- **GOAL**
Transcribe verbatim everything from the beginning of the items below down to and including the line that contains "[[733, 440]]".

══════

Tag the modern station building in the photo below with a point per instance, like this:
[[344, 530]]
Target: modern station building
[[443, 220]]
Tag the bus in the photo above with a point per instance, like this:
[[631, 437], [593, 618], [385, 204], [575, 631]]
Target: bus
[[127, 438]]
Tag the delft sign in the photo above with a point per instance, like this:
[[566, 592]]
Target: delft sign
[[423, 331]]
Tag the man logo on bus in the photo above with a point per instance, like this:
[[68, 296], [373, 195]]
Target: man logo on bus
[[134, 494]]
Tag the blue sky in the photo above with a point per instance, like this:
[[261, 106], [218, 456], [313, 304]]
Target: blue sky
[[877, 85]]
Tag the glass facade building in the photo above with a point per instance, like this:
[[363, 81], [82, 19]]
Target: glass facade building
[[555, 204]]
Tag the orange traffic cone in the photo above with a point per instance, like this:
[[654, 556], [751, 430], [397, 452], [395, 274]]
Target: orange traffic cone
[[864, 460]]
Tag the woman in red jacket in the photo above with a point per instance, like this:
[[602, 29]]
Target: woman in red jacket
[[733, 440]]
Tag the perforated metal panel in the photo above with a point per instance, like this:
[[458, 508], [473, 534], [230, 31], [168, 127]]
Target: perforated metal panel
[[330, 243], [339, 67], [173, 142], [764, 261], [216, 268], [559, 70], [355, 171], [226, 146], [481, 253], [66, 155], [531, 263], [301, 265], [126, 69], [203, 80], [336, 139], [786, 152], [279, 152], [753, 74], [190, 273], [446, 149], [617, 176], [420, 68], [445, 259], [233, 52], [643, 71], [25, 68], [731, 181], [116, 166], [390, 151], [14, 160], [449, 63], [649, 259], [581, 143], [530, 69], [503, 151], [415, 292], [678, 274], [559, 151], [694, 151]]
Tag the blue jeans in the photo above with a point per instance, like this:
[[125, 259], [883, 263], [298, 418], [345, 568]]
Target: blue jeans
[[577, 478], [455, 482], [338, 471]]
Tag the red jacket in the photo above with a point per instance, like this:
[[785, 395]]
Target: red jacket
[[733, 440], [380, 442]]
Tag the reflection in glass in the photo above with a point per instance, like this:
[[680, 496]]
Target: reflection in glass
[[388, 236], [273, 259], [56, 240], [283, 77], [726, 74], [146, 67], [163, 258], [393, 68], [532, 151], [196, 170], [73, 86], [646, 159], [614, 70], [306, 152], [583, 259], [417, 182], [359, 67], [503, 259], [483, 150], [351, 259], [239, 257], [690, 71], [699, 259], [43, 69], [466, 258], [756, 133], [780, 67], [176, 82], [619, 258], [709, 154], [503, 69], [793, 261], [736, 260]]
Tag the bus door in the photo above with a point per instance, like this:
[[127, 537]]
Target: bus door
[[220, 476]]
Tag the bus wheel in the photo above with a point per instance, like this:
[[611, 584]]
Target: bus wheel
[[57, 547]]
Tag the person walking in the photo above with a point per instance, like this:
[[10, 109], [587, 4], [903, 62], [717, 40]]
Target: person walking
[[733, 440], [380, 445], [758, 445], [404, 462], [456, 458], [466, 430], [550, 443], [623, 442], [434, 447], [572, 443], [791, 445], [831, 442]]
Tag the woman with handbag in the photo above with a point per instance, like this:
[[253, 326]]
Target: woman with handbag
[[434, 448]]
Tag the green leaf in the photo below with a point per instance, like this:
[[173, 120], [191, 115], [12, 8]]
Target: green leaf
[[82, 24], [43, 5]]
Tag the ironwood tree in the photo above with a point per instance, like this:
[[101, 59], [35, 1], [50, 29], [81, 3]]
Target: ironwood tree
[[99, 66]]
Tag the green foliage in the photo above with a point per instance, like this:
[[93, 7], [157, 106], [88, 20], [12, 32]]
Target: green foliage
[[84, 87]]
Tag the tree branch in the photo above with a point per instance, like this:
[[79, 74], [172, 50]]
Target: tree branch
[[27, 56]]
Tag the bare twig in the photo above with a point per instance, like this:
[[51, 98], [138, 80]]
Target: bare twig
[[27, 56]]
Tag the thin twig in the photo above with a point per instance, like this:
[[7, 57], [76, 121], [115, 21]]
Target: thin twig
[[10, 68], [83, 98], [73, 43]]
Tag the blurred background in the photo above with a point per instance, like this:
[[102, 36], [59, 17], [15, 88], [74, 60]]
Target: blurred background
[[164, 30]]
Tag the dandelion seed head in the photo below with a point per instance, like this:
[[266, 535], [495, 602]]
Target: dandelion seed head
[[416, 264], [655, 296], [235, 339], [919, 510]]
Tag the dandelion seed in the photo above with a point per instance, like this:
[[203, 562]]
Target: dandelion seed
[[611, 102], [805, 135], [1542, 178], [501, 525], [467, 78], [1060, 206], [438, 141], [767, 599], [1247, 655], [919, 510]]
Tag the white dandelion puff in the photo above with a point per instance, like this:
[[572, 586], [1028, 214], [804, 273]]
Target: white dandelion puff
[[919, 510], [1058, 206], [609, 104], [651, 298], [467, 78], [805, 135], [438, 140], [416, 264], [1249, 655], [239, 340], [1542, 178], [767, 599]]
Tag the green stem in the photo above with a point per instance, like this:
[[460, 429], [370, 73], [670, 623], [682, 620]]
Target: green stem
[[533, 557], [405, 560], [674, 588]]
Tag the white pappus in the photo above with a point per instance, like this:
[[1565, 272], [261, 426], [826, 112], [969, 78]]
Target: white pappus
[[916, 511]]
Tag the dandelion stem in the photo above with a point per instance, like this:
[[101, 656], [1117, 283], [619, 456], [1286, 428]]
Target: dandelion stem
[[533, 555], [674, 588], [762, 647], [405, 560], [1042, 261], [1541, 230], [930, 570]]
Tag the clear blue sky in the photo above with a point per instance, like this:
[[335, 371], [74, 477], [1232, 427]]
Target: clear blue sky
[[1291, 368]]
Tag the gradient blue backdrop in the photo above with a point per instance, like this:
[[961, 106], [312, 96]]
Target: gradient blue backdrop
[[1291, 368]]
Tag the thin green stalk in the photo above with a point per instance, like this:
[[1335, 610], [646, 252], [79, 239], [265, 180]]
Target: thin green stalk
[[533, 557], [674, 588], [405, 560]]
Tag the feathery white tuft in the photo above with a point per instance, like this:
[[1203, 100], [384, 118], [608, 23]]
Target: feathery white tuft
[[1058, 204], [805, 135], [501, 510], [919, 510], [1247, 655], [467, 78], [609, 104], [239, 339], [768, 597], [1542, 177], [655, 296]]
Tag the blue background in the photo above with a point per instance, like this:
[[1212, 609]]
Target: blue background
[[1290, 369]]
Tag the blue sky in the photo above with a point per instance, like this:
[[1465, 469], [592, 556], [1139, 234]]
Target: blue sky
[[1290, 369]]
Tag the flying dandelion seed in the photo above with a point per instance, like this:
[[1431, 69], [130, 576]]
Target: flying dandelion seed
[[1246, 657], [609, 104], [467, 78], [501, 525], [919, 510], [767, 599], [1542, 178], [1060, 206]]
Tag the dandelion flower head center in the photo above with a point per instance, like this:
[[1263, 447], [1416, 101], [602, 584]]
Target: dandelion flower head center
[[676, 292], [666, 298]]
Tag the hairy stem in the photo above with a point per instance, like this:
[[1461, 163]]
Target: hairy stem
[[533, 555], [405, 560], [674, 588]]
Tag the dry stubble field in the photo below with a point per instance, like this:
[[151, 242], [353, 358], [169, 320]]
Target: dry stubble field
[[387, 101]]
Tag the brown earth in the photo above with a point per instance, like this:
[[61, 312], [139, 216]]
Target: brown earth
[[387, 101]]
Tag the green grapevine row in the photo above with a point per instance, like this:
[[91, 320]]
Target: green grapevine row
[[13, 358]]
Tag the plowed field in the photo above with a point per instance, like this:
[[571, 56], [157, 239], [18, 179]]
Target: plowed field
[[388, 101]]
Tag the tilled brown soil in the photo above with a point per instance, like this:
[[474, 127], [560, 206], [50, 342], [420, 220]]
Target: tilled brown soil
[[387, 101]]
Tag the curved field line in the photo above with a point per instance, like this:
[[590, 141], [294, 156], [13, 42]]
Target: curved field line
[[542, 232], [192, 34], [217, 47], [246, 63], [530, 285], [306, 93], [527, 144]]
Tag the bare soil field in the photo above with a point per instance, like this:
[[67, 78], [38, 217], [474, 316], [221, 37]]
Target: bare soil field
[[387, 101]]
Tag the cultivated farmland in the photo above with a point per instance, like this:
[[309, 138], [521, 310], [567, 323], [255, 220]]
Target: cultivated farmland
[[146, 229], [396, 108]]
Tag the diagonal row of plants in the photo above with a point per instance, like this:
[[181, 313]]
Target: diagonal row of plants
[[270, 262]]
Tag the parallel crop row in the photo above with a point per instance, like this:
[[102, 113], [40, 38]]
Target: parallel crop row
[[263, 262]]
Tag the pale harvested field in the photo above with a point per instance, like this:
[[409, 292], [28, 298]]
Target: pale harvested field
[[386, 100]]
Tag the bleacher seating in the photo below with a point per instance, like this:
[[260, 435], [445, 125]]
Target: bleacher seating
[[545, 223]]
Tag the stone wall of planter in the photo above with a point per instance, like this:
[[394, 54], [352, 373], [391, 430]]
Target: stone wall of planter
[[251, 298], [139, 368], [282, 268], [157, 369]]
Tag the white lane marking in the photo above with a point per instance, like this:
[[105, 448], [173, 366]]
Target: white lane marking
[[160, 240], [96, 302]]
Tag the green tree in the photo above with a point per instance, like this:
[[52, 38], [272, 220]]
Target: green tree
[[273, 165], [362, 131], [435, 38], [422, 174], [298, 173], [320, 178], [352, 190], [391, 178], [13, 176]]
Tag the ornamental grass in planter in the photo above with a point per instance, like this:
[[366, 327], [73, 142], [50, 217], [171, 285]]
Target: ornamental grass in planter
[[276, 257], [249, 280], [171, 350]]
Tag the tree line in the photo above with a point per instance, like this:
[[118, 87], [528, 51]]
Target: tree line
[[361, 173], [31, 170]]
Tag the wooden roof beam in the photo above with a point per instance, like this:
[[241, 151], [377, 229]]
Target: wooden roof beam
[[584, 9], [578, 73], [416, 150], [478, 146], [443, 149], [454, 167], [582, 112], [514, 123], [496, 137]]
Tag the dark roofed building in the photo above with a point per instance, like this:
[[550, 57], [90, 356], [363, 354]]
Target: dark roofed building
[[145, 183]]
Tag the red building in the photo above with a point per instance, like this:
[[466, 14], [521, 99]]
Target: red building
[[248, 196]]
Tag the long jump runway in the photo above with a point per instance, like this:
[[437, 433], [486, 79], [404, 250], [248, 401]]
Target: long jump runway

══════

- **RESULT OF THE TASK**
Tag the modern station building in the photo below with a point per instance, like this:
[[344, 530]]
Target: modern station building
[[443, 220]]
Tag the bus in the photo above with a point per instance, like this:
[[631, 437], [593, 618], [385, 204], [575, 631]]
Target: bus
[[127, 438]]
Tag the delft sign in the photo above with a point per instance, like this:
[[566, 592]]
Target: delft sign
[[423, 331]]
Tag the man logo on bus in the photo above with a point per instance, like this:
[[68, 296], [373, 195]]
Target: man logo on bus
[[134, 494]]
Tag the blue sky in the photo above with a point per instance, like this:
[[261, 106], [218, 456], [313, 304]]
Target: blue sky
[[877, 85]]
Tag the glass facade building in the photo above with a point per instance, like this:
[[363, 81], [82, 19]]
Target: glass facade building
[[555, 204]]
Tag the orange traffic cone in the photo above with a point per instance, like this:
[[654, 556], [751, 430], [397, 452], [395, 274]]
Target: orange traffic cone
[[864, 460]]
Tag the woman in red jacket in the photo above with a point per instance, like this:
[[602, 29]]
Target: woman in red jacket
[[733, 440]]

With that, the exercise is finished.